**To do**
(1) In the benchmark overview, how long does the Ready step wait for the model to load and pass health checks?
(2) Please reproduce everything from "1. Deploy —" down to "(up to 15 min)" in the benchmark overview.
(3) Decide whether each statement agrees with the benchmark overview: (a) The load generator uses Python 3.12 and aiohttp. (b) The P4d family runs on NVIDIA H100 accelerators. (c) Karpenter scales down the node during teardown. Answer yes or no for each, quoting the words that settle it.

#### Passage shown ####

The API server orchestrates the full benchmark lifecycle:

  1. Deploy — Create a Kubernetes Deployment running vLLM with the target model
  2. Ready — Wait for the model to load and pass health checks (up to 15 min)
  3. Load test — Launch a Python load generator Job that sends concurrent streaming requests
  4. Collect — Read the load generator's JSON output from pod logs
  5. Persist — Compute p50/p90/p95/p99 percentiles and store metrics in the database
  6. Teardown — Delete model Deployment, Service, and load generator Job; Karpenter scales down the node

Supported Instance Types

Family Instances Accelerator GPUs Memory
G5 g5.xlarge – g5.48xlarge NVIDIA A10G 1–8 24–192 GiB
G6 g6.xlarge – g6.48xlarge NVIDIA L4 1–8 24–192 GiB
G6e g6e.xlarge – g6e.48xlarge NVIDIA L40S 1–8 48–384 GiB
P4d p4d.24xlarge NVIDIA A100 8 320 GiB
P5 p5.48xlarge NVIDIA H100 8 640 GiB
P5e p5e.48xlarge NVIDIA H200 8 1128 GiB
Inf2 inf2.xlarge – inf2.48xlarge AWS Inferentia2 1–12 32–384 GiB
Trn1 trn1.2xlarge – trn1.32xlarge AWS Trainium 1–16 32–512 GiB
Trn2 trn2.48xlarge AWS Trainium2 16 512 GiB

Tech Stack

Component Technology
API server Go 1.23, net/http, pgx/v5, client-go
Frontend React 18, TypeScript, Tailwind CSS, Recharts, Vite
Load generator Python 3.12, aiohttp
Inference vLLM (GPU), vLLM-Neuron (Inferentia/Trainium)

#### Given material ####

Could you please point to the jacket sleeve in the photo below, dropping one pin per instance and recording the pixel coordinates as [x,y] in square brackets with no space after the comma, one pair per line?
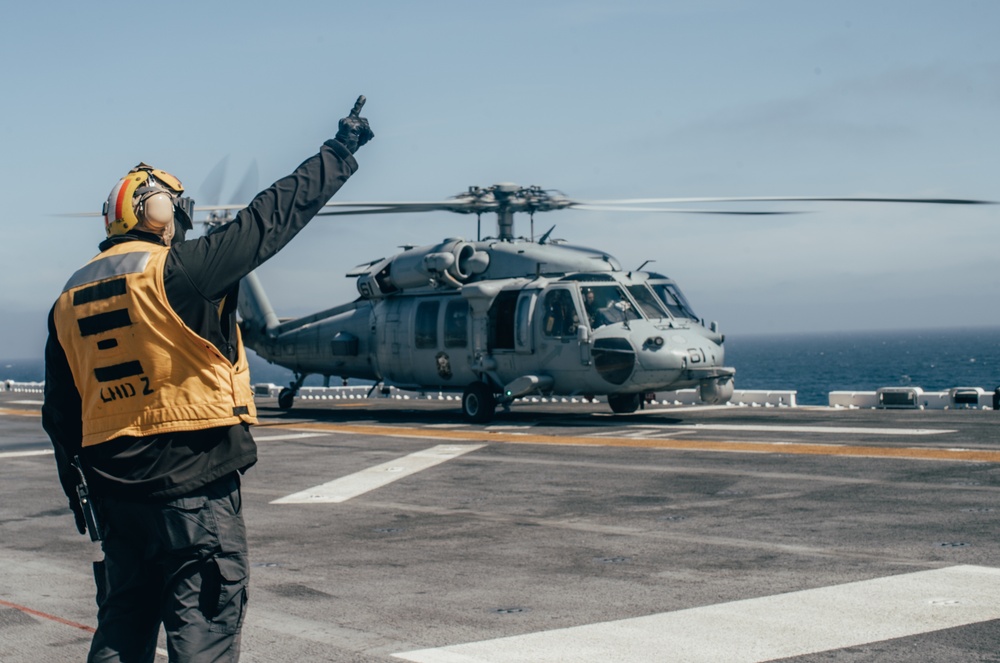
[61,411]
[216,262]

####

**Results of the tasks**
(1) Up to 15 minutes.

(2)
1. Deploy — Create a Kubernetes Deployment running vLLM with the target model
  2. Ready — Wait for the model to load and pass health checks (up to 15 min)

(3)
(a) Yes: "Load generator Python 3.12, aiohttp"
(b) No: "P4d p4d.24xlarge NVIDIA A100 8 320 GiB"
(c) Yes: "Karpenter scales down the node"